Source:
Tutorial 3: Quantifying Uncertainty in Projections

Tutorial 3: Quantifying Uncertainty in Projections#

Week 2, Day 1, An Ensemble of Futures

Content creators: Brodie Pearson, Julius Busecke, Tom Nicholas, Sam Ditkovsky

Content reviewers: Mujeeb Abdulfatai, Nkongho Ayuketang Arreyndip, Jeffrey N. A. Aryee, Younkap Nina Duplex, Sloane Garelick, Paul Heubel, Zahra Khodakaramimaghsoud, Peter Ohue, Jenna Pearson, Abel Shibu, Derick Temfack, Peizhen Yang, Cheng Zhang, Chi Zhang, Ohad Zivan

Content editors: Paul Heubel, Jenna Pearson, Ohad Zivan, Chi Zhang

Production editors: Wesley Banfield, Paul Heubel, Jenna Pearson, Konstantine Tsafatinos, Chi Zhang, Ohad Zivan

Our 2024 Sponsors: CMIP, NFDI4Earth

Tutorial Objectives#

Estimated timing for tutorial: 40 minutes

In the previous tutorial, we constructed a multi-model ensemble using data from a diverse set of five CMIP6 models. We showed that the projections differ between models due to their distinct physics, numerics and discretizations. In this tutorial, we will calculate the uncertainty associated with future climate projections by utilizing this variability across CMIP6 models. We will establish a likely range of projections as defined by the IPCC.

By the end of this tutorial, you will be able to

Apply IPCC confidence levels to climate model data,
Quantify the uncertainty associated with CMIP6/ScenarioMIP projections.

Setup#

# installations ( uncomment and run this cell ONLY when using google colab or kaggle )

# !pip install condacolab &> /dev/null
# import condacolab
# condacolab.install()

# # Install all packages in one call (+ use mamba instead of conda), this must in one line or code will fail
# !mamba install "xarray==2024.2.0" xarray-datatree intake-esm gcsfs xmip aiohttp nc-time-axis cf_xarray xarrayutils &> /dev/null

# imports
import intake
import matplotlib.pyplot as plt
import xarray as xr

from xmip.preprocessing import combined_preprocessing
from xmip.postprocessing import _parse_metric
from datatree import DataTree

/opt/hostedtoolcache/Python/3.9.18/x64/lib/python3.9/site-packages/esmpy/interface/loadESMF_helpers.py:45: VersionWarning: You are using development versions of ESMF and ESMPy; we cannot verify if these versions are compatible
  warnings.warn("You are using development versions of ESMF and ESMPy; "

Install and import feedback gadget#

Figure settings#

Helper functions#

Show code cell source Hide code cell source

# @title Helper functions

def readin_cmip6_to_datatree(facet_dict):
    # open an intake catalog containing the Pangeo CMIP cloud data
    col = intake.open_esm_datastore(
        "https://storage.googleapis.com/cmip6/pangeo-cmip6.json"

Dataset excerpt:
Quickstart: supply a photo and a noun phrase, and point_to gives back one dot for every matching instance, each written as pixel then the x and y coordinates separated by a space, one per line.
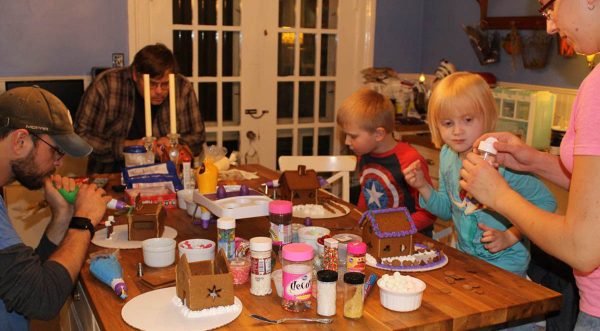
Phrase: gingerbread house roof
pixel 390 223
pixel 300 179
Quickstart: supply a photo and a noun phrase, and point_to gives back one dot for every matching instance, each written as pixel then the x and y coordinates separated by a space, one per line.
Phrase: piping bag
pixel 107 269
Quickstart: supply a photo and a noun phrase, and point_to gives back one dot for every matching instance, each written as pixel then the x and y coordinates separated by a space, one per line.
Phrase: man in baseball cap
pixel 35 132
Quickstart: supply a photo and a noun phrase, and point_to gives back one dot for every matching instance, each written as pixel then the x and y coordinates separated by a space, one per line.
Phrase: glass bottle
pixel 326 293
pixel 353 294
pixel 297 277
pixel 260 276
pixel 226 236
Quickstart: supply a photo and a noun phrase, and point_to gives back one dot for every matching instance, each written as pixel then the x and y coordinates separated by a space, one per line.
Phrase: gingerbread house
pixel 299 186
pixel 146 222
pixel 388 232
pixel 204 284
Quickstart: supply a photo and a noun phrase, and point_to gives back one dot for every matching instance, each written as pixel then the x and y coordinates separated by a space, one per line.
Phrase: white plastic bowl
pixel 197 252
pixel 400 300
pixel 158 252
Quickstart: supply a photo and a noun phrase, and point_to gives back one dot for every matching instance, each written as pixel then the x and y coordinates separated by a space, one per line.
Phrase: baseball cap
pixel 39 111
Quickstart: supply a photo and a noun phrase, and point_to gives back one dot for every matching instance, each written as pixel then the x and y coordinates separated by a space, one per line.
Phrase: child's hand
pixel 495 240
pixel 414 175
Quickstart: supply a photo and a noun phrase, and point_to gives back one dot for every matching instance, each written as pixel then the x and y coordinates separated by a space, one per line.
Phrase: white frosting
pixel 185 311
pixel 399 283
pixel 309 209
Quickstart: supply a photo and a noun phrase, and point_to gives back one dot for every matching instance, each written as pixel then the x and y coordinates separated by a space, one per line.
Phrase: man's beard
pixel 26 172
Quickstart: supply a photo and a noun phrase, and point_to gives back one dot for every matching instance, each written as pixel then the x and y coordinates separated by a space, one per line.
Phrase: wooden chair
pixel 339 165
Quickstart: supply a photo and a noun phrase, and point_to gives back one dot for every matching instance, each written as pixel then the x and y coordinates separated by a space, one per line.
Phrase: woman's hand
pixel 482 180
pixel 513 153
pixel 495 240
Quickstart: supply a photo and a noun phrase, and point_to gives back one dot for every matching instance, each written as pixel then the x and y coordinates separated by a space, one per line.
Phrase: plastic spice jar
pixel 297 277
pixel 353 294
pixel 260 271
pixel 280 216
pixel 326 292
pixel 355 258
pixel 226 236
pixel 330 254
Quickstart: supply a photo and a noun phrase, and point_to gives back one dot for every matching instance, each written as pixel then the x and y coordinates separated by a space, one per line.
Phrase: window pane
pixel 307 54
pixel 182 12
pixel 305 139
pixel 231 53
pixel 306 102
pixel 231 103
pixel 231 141
pixel 308 14
pixel 207 53
pixel 326 101
pixel 232 12
pixel 287 16
pixel 182 50
pixel 284 142
pixel 325 142
pixel 285 54
pixel 207 12
pixel 329 19
pixel 207 98
pixel 328 54
pixel 285 102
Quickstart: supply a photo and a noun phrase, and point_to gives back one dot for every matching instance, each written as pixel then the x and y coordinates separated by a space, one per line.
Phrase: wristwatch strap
pixel 82 223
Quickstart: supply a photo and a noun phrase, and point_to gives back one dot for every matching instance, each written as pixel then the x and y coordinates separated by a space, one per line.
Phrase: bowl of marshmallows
pixel 400 293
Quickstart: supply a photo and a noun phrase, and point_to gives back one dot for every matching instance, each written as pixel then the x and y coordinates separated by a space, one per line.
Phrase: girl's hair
pixel 367 109
pixel 461 93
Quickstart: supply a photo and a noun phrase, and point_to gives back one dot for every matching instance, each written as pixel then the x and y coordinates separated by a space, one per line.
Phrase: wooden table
pixel 500 297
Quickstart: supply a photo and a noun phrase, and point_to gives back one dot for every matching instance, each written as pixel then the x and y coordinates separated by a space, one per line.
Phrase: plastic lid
pixel 357 247
pixel 297 252
pixel 261 244
pixel 327 276
pixel 354 278
pixel 280 207
pixel 488 145
pixel 134 149
pixel 226 223
pixel 331 242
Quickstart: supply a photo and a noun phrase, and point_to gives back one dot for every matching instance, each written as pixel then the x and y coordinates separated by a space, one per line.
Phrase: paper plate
pixel 155 310
pixel 118 239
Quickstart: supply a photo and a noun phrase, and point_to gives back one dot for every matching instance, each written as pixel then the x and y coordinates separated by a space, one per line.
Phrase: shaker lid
pixel 488 145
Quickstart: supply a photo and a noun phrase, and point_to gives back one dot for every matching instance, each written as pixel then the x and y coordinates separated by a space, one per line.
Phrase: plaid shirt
pixel 107 109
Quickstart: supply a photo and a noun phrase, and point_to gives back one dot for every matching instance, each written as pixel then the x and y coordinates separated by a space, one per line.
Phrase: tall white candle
pixel 147 111
pixel 172 106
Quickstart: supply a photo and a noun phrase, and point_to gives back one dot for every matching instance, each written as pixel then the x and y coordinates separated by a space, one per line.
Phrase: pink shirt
pixel 583 138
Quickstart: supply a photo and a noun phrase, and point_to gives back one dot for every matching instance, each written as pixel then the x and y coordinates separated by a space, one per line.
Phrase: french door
pixel 269 74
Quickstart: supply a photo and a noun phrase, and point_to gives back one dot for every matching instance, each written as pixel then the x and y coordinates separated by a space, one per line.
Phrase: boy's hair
pixel 461 93
pixel 367 109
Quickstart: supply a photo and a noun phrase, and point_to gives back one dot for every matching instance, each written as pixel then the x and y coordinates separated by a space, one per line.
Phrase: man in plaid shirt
pixel 111 112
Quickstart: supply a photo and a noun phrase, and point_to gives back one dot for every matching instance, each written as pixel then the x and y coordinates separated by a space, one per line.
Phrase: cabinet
pixel 526 113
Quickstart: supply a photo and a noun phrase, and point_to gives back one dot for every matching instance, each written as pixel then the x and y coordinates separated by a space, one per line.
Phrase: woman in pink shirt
pixel 573 237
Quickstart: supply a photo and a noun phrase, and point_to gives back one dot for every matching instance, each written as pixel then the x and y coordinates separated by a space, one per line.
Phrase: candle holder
pixel 173 147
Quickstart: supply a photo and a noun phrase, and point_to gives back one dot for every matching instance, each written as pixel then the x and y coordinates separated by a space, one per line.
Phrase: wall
pixel 442 37
pixel 60 37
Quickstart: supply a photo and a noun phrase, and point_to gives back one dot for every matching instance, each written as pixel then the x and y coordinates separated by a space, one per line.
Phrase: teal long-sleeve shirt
pixel 445 204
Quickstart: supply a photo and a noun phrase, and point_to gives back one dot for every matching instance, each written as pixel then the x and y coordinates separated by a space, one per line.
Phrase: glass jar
pixel 226 236
pixel 326 292
pixel 260 275
pixel 353 294
pixel 297 277
pixel 355 256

Goals:
1. Reproduce the passage of the tutorial on quantifying uncertainty in climate projections that begins at the words containing "Content editors: Paul" and ends after "by the IPCC.".
2. Resume the tutorial on quantifying uncertainty in climate projections from the point at which it stops.

Results for the exercise:
1.
Content editors: Paul Heubel, Jenna Pearson, Ohad Zivan, Chi Zhang

Production editors: Wesley Banfield, Paul Heubel, Jenna Pearson, Konstantine Tsafatinos, Chi Zhang, Ohad Zivan

Our 2024 Sponsors: CMIP, NFDI4Earth

Tutorial Objectives#

Estimated timing for tutorial: 40 minutes

In the previous tutorial, we constructed a multi-model ensemble using data from a diverse set of five CMIP6 models. We showed that the projections differ between models due to their distinct physics, numerics and discretizations. In this tutorial, we will calculate the uncertainty associated with future climate projections by utilizing this variability across CMIP6 models. We will establish a likely range of projections as defined by the IPCC.

2.
    )

    # from the full `col` object, create a subset using facet search
    cat = col.search(
        source_id=facet_dict['source_id'],
        variable_id=facet_dict['variable_id'],
        member_id=facet_dict['member_id'],
        table_id=facet_dict['table_id'],
        grid_label=facet_dict['grid_label'],
        experiment_id=facet_dict['experiment_id'],
        require_all_on=facet_dict['require_all_on']  # make sure that we only get models which have all of the above experiments
    )

    # convert the sub-catalog into a datatree object, by opening each dataset into an xarray.Dataset (without loading the data)
    kwargs = dict(
        preprocess=combined_preprocessing,  # apply xMIP fixes to each dataset
        xarray_open_kwargs=dict(
            use_cftime=True
        ),  # ensure all datasets use the same time index
        storage_options={
            "token": "anon"
        },  # anonymous/public authentication to google cloud storage
    )

    cat.esmcat.aggregation_control.groupby_attrs = ["source_id", "experiment_id"]
    dt = cat.to_datatree(**kwargs)

    return dt


def global_mean(ds: xr.Dataset) -> xr.Dataset:
    """Global average, weighted by the cell area"""
    return ds.weighted(ds.areacello.fillna(0)).mean(["x", "y"], keep_attrs=True)


# Calculate anomaly to reference period
def datatree_anomaly(dt):
    dt_out = DataTree()
    for model, subtree in dt.items():
        ref = dt[model]["historical"].ds.sel(time=slice("1950", "1980")).mean()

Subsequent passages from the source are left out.